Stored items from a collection
○ ○ ○ ○ ○

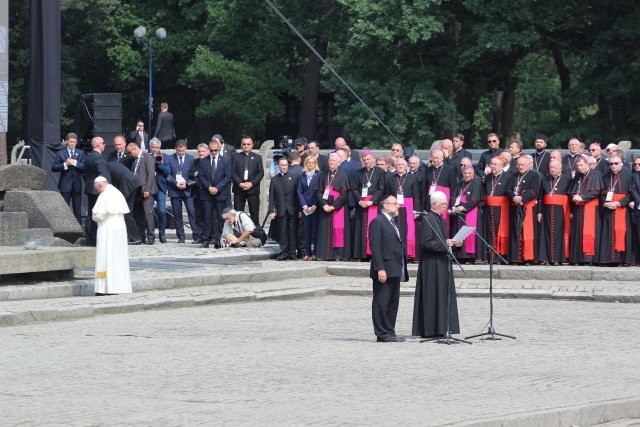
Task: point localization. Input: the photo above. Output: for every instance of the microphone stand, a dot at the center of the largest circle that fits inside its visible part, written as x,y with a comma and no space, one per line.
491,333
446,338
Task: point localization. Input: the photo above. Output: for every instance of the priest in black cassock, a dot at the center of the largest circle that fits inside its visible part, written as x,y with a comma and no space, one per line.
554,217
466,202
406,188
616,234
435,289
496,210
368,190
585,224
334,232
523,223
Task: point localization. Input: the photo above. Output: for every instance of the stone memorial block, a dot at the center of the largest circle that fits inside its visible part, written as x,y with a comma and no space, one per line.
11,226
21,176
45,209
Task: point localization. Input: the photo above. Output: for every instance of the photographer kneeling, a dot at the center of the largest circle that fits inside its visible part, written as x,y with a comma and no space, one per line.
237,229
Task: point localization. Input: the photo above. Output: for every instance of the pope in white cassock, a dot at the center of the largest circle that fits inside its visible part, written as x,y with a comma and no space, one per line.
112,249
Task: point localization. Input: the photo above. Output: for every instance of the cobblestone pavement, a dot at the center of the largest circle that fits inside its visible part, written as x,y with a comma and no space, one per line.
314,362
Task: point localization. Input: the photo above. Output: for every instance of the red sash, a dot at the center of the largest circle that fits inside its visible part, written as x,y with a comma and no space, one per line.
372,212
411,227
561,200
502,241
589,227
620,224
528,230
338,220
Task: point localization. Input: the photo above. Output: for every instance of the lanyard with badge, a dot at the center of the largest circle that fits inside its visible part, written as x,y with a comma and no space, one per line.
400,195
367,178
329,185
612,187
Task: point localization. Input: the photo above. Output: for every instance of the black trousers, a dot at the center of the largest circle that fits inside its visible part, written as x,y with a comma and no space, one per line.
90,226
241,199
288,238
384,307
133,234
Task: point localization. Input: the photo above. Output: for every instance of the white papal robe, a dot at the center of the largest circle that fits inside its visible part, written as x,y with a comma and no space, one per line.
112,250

○ ○ ○ ○ ○

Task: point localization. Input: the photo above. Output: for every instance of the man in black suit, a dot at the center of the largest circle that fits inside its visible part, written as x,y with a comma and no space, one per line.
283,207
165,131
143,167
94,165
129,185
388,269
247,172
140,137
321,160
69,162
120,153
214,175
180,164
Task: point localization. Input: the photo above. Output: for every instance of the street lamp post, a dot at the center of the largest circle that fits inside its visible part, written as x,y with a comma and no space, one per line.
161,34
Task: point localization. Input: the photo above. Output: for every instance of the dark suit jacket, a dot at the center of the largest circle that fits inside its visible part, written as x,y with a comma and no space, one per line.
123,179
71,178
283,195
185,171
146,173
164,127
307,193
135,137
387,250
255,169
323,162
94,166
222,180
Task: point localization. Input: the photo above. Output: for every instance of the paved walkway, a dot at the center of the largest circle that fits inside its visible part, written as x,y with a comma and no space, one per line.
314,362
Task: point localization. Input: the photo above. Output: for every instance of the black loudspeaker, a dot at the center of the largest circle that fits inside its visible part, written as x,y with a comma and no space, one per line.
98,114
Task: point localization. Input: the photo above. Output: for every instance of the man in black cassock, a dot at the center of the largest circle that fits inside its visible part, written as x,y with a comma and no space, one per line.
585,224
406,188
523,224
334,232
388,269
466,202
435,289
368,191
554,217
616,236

○ ○ ○ ○ ○

- YOUR TASK
Count the rows above that contain the word "white". Give only the number.

- THE ANSWER
2